◆ **Vorliegender Text**:
**********
Warum ich mein Land nicht liebe

Nationaler Taumel. Schwarzrotgoldene Schminke. Hupkonzerte. Fanmeilen. Schland. Über all dies ließe sich nun, nach einem fraglos historischen Sieg wie dem 7:1 der deutschen Nationalmannschaft gegen desolate Brasilianer schreiben. Antizyklisch natürlich, kritisch, hinterfragend wohl auch. Viele haben es vorgemacht. Viele haben schon vor Beginn des Turniers ihre Abneigung gegen derlei Dinge verkündet, in jedes verfügbare Schaufenster gestellt, verbreitet und sicher noch gefestigt. Das halte ich für völlig legitim. Und ich teile diese Abneigung. Ich teile sie nicht bloß wegen meiner emotionalen wie rationalen Distanz zu nationalen Symbolen, zu dem, wofür sie stehen zumal. Denn bei einem solchen Turnier wird das nationale Symbol transformiert zum Ausweis des Ahnungslosen, zum Erkennungszeichen desjenigen, dem jede Erkenntnis fehlt.
**********
Erkennungsbeispiele
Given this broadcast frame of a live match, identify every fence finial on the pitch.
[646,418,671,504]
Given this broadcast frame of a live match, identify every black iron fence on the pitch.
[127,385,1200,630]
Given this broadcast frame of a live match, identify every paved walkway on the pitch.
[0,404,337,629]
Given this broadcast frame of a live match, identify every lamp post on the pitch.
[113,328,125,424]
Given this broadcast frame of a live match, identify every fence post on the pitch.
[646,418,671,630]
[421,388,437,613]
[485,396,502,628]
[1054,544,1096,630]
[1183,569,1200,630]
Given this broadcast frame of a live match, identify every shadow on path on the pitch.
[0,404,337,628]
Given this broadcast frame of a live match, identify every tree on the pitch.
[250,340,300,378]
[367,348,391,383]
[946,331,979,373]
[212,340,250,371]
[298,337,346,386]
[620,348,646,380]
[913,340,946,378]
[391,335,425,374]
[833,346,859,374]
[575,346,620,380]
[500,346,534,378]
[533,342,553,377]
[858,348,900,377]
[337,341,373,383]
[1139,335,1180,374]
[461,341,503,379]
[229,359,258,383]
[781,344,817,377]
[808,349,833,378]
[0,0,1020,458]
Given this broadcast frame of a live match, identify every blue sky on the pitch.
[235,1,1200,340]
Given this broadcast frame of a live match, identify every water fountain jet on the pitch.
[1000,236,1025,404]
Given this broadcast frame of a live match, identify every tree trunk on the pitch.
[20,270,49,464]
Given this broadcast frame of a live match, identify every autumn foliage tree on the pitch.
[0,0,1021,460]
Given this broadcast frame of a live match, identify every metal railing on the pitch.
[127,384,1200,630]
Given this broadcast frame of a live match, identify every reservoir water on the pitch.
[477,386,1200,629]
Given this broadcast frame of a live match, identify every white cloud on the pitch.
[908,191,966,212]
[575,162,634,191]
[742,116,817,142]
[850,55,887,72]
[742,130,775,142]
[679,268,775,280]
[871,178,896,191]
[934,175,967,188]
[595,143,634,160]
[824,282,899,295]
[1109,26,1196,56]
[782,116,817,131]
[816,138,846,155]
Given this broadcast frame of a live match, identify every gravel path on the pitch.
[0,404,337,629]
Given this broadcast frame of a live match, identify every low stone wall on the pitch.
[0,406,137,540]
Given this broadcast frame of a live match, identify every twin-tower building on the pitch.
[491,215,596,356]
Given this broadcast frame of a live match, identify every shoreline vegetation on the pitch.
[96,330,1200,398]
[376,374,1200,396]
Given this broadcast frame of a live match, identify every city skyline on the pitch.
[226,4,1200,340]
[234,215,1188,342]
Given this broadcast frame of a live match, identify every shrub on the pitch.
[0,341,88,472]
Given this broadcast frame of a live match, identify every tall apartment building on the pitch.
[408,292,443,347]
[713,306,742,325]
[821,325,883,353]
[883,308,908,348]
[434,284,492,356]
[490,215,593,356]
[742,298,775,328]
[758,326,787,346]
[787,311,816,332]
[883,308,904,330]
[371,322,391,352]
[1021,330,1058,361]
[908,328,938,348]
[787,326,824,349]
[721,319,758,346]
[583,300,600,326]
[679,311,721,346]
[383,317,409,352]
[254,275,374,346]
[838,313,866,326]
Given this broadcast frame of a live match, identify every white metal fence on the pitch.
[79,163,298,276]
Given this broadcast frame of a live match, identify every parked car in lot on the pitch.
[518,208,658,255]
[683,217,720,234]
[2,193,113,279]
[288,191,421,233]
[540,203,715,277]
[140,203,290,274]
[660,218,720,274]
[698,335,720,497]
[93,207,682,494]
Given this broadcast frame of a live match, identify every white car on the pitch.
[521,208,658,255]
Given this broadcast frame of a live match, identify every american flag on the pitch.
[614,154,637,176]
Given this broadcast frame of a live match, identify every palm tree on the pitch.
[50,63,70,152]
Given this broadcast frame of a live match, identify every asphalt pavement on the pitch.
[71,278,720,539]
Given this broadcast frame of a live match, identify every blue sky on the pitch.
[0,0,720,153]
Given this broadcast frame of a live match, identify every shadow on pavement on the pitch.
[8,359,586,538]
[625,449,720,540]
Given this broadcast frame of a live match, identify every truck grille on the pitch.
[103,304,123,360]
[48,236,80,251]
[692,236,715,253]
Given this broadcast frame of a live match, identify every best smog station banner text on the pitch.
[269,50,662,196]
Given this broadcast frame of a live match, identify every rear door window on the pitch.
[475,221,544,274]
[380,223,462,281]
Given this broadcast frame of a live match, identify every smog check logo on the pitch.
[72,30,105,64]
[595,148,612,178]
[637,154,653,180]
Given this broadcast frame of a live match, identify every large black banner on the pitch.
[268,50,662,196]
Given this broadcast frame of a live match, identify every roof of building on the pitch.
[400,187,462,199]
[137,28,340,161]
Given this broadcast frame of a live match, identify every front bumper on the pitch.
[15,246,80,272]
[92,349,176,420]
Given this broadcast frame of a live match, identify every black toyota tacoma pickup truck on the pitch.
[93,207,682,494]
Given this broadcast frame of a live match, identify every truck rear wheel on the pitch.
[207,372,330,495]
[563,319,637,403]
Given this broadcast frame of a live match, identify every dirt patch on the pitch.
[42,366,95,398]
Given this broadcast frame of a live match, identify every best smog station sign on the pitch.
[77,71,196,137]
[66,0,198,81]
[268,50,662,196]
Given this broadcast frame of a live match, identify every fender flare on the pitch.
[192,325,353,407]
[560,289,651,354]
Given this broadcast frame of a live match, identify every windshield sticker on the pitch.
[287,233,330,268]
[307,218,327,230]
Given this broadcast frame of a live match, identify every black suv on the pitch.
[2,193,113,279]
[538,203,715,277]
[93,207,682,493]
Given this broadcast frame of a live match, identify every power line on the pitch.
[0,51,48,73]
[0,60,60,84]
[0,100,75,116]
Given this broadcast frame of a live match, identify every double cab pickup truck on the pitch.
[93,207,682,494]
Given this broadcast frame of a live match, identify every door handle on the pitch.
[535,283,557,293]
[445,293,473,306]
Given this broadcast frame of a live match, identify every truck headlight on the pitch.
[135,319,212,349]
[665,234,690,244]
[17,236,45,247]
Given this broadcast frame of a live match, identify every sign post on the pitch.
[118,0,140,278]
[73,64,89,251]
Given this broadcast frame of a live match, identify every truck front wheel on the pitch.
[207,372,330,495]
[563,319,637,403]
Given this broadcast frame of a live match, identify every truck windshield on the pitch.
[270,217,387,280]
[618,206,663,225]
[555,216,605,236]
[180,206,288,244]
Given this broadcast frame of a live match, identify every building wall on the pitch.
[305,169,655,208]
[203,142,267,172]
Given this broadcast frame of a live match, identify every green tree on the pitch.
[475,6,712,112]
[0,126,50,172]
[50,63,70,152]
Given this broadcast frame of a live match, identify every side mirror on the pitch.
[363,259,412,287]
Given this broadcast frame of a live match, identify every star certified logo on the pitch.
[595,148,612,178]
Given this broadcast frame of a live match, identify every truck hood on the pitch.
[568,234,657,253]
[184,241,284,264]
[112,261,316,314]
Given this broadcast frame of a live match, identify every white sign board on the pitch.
**********
◆ **Ziel**: Ersetzen Sie im Text „Warum ich mein Land nicht liebe“ „Hupkonzerte“ durch „Autokorsos“ und geben Sie den Abschnitt von „Nationaler Taumel. Schwarzrotgoldene“ bis einschließlich „jede Erkenntnis fehlt.“ erneut wieder.

◆ **Erledigte Aufgabe**:
Nationaler Taumel. Schwarzrotgoldene Schminke. Autokorsos. Fanmeilen. Schland. Über all dies ließe sich nun, nach einem fraglos historischen Sieg wie dem 7:1 der deutschen Nationalmannschaft gegen desolate Brasilianer schreiben. Antizyklisch natürlich, kritisch, hinterfragend wohl auch. Viele haben es vorgemacht. Viele haben schon vor Beginn des Turniers ihre Abneigung gegen derlei Dinge verkündet, in jedes verfügbare Schaufenster gestellt, verbreitet und sicher noch gefestigt. Das halte ich für völlig legitim. Und ich teile diese Abneigung. Ich teile sie nicht bloß wegen meiner emotionalen wie rationalen Distanz zu nationalen Symbolen, zu dem, wofür sie stehen zumal. Denn bei einem solchen Turnier wird das nationale Symbol transformiert zum Ausweis des Ahnungslosen, zum Erkennungszeichen desjenigen, dem jede Erkenntnis fehlt.